Problem statement =>
Identify every line in the records below that contains the word "Spot", treating uppercase and lowercase as different, and copy each of those lines.

----

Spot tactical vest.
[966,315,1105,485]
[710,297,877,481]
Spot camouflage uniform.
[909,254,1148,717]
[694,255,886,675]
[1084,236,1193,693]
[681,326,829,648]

----

Answer =>
Spot tactical vest.
Spot camouflage uniform.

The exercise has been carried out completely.